EXERCISE DATA:
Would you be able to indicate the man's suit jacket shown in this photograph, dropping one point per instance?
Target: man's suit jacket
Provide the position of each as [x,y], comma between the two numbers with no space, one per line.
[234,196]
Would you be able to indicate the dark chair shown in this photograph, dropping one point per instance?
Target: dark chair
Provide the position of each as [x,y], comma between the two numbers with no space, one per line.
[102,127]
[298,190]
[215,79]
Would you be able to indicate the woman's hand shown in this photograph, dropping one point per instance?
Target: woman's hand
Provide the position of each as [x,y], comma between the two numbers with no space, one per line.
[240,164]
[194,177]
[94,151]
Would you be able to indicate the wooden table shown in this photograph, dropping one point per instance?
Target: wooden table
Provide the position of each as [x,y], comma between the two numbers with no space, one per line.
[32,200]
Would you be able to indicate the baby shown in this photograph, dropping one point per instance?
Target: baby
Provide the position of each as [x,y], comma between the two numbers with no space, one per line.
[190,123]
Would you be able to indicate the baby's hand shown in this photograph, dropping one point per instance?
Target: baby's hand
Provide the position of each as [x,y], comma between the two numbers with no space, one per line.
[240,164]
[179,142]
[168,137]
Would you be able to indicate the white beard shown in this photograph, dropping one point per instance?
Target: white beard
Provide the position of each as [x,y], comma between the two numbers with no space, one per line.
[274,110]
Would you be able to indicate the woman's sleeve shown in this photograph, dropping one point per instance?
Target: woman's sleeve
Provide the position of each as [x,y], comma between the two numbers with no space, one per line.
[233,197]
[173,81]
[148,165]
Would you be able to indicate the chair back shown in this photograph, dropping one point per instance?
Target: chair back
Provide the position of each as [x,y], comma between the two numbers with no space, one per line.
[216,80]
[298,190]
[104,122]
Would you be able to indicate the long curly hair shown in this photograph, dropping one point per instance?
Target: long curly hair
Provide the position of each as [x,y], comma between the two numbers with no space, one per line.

EXERCISE GOAL: Where the string "jacket" occurs in the data, return the whole line.

EXPECTED ANSWER:
Would you be able to indicate the man's suit jacket shown in this photograph, dropping one point per instance?
Target: man's suit jacket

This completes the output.